Since Freud's first formulation of the subject, students of child
development have largely agreed that the first three months of life
constitute a period of "primary narcissism," or in Erich Neumann's
terminology, the "cosmic-anonymous phase." The infant is all Unconscious
(primary process) during this time, its life essentially a continuation
of the intrauterine period. It behaves as though it and its mother were
a dual unity, having a common boundary, and it lives as easily in others
as in itself. External sensations, including the mother's breast, are
perceived as coming from the inside. The world is largely explored by
hands and mouth. "The child," writes Sam Keen in "Apology for Wonder,"

 

 

is, at first, a mouth, and his oral incorporation of the breast of
the mother and other objects in the environment forms his initial way
of relating to the exterior world. He quite literally tastes reality
and tests it to see whether it is palatable. What promises delight
to the taste buds -- whether it be the breast, the thumb, or a nearby
toy -- he seeks to incorporate, to intuit, to take into himself.

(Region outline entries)
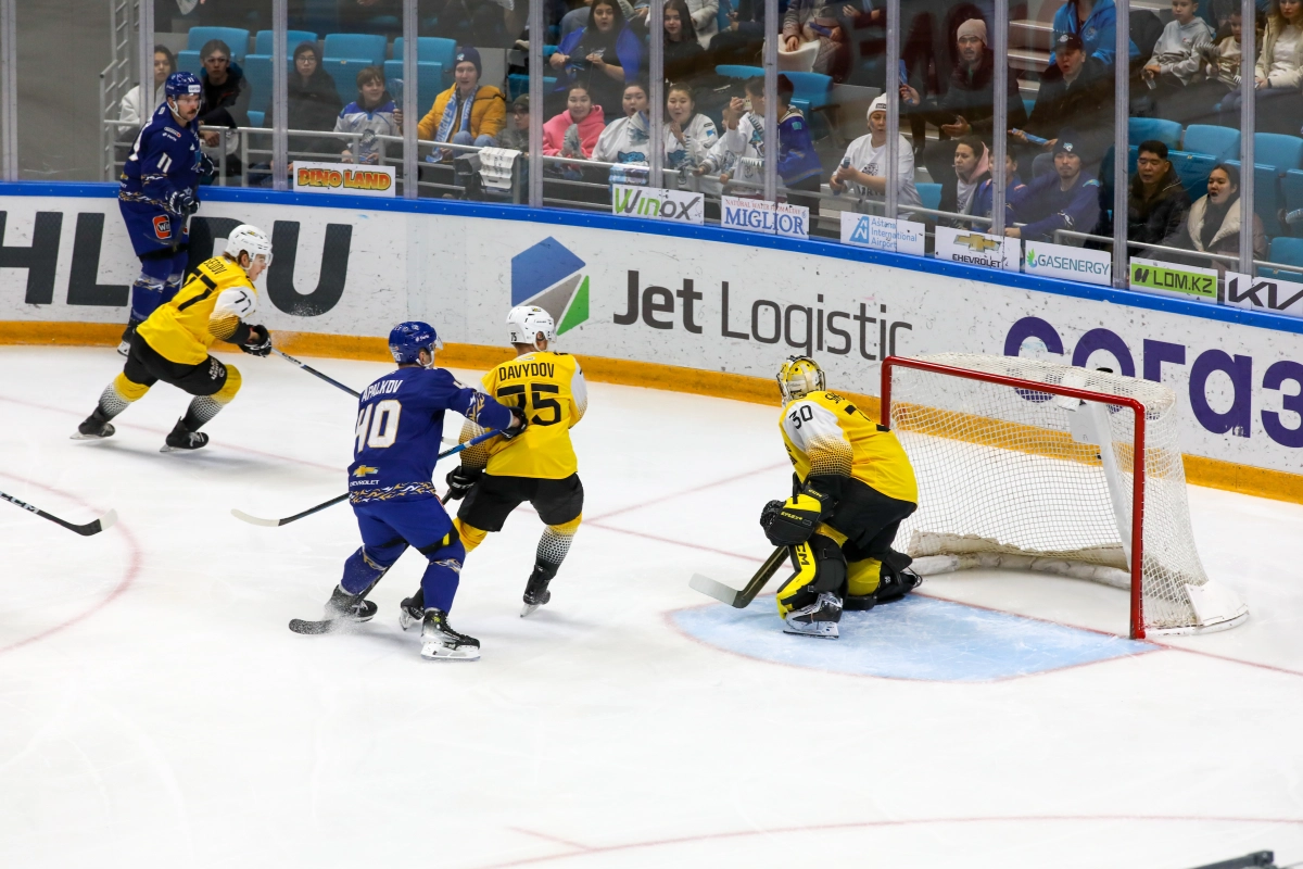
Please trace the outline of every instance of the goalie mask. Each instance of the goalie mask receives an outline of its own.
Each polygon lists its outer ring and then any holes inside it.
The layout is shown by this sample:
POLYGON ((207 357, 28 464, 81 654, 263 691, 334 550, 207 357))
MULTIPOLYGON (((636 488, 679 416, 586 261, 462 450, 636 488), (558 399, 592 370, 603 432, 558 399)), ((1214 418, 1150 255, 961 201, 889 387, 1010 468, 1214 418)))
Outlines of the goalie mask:
POLYGON ((778 391, 783 396, 783 404, 804 399, 810 392, 822 392, 827 388, 827 379, 818 362, 808 356, 788 356, 783 366, 778 369, 778 391))
POLYGON ((556 340, 556 324, 552 315, 537 305, 517 305, 507 314, 507 340, 512 344, 528 344, 536 350, 538 336, 551 344, 556 340))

§ **Task brief**: Reproduce the passage on early infancy above word for word, from start to finish.

§ **Result of the task**:
Since Freud's first formulation of the subject, students of child
development have largely agreed that the first three months of life
constitute a period of "primary narcissism," or in Erich Neumann's
terminology, the "cosmic-anonymous phase." The infant is all Unconscious
(primary process) during this time, its life essentially a continuation
of the intrauterine period. It behaves as though it and its mother were
a dual unity, having a common boundary, and it lives as easily in others
as in itself. External sensations, including the mother's breast, are
perceived as coming from the inside. The world is largely explored by
hands and mouth. "The child," writes Sam Keen in "Apology for Wonder,"

 

 

is, at first, a mouth, and his oral incorporation of the breast of
the mother and other objects in the environment forms his initial way
of relating to the exterior world. He quite literally tastes reality
and tests it to see whether it is palatable. What promises delight
to the taste buds -- whether it be the breast, the thumb, or a nearby
toy -- he seeks to incorporate, to intuit, to take into himself.